> [Records supplied]:
--- Begin ---
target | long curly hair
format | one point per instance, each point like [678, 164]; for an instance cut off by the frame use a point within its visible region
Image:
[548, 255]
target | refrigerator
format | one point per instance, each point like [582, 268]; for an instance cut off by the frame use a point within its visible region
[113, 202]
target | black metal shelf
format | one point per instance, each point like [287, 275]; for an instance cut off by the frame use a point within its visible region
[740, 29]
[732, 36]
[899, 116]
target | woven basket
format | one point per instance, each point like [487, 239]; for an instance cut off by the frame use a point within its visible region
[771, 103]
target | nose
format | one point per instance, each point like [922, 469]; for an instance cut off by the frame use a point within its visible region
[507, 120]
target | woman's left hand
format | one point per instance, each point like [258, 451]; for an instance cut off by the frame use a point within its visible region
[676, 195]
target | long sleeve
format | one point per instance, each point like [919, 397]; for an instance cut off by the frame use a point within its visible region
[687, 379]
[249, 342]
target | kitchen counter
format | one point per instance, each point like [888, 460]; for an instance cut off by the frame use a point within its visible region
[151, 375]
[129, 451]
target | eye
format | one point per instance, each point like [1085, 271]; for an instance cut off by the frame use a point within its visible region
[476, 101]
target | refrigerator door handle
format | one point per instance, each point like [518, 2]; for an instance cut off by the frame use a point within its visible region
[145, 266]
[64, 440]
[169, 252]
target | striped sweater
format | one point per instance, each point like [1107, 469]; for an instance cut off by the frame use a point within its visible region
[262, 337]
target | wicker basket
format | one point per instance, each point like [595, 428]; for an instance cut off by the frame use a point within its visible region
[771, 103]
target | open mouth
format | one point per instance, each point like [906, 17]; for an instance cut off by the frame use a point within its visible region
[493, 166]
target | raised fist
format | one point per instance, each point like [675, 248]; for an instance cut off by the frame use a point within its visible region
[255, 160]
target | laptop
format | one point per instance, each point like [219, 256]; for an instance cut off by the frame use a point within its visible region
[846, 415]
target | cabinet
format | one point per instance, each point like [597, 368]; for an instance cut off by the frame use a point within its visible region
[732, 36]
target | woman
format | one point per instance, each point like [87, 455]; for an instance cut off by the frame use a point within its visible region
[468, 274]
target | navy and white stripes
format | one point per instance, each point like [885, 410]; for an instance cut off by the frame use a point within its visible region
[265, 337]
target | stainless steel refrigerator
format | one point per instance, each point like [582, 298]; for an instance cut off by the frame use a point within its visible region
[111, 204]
--- End ---
> [Exercise details]:
Copy every one of the rows above without changing a single character.

> [Written solution]:
target | long curly hair
format | one point per instance, each point like [678, 164]; for an instance cut off by the frame use a point within its visible region
Image:
[548, 255]
target | refrigerator
format | one point per instance, each point like [582, 268]; for an instance cut off by the frame use a point within its visible region
[113, 202]
target | black metal shelf
format | one point per instance, each point like [287, 275]; for an instance cut off by the frame use a point within its visible region
[740, 29]
[732, 36]
[899, 116]
target | woven basket
format | one point per instance, each point like [487, 239]; for an instance cut off by the frame use a point within its visible region
[771, 103]
target | nose
format | one point per instance, each point like [922, 469]; for an instance cut off by the frame use a point within its visible region
[507, 120]
target | woman's left hand
format | one point per instance, each point like [258, 451]; for an instance cut off by the frame use a point within its visible region
[676, 195]
target | long sleeve
format | one point per instance, each point like [919, 397]; for an instance cut off by the frame use a point within its visible region
[687, 379]
[249, 342]
target | kitchen counter
format | one point per instance, each point like [888, 460]; for an instance cut off by the frame use a point within its visible region
[151, 375]
[129, 451]
target | eye
format | one point per instance, each point like [1085, 271]; for an instance cut off by the frame use a point within its visible region
[476, 101]
target | refrigerator door handle
format | one point per instance, each point like [518, 2]; for an instance cut off by the frame use a point within its visible region
[145, 266]
[64, 440]
[169, 252]
target | striped sweater
format | one point per instance, each point like [1107, 469]; for an instance cut off by the frame use a point within its visible region
[262, 337]
target | wicker basket
format | one point per instance, each point like [595, 428]; for an instance cut off by the frame use a point within its visible region
[771, 103]
target | open mouth
format | one point per instance, each point like [906, 17]; for an instance cut off by the frame use a point within its visible region
[493, 166]
target | raised fist
format | one point per instance, each point like [675, 248]; for an instance cut off by the frame use a point within its visible region
[255, 160]
target | laptop
format | one point per instance, each point like [219, 256]; for an instance cut off by the frame use a point within its visible region
[846, 415]
target | cabinet
format | one point per instance, each point like [597, 368]; for an instance cut off by the frame use a point within its visible region
[732, 36]
target | woman
format | one point per instance, each point like [87, 455]; for an instance cut off by the frame use a point within its visible region
[468, 274]
target | navy and white stripes
format | one point per instance, each point like [885, 410]; for an instance cut off by the frame use a point within its visible region
[265, 337]
target | stainless steel refrigerator
format | one point per instance, each point like [582, 298]; for an instance cut off by the frame use a point within its visible region
[111, 204]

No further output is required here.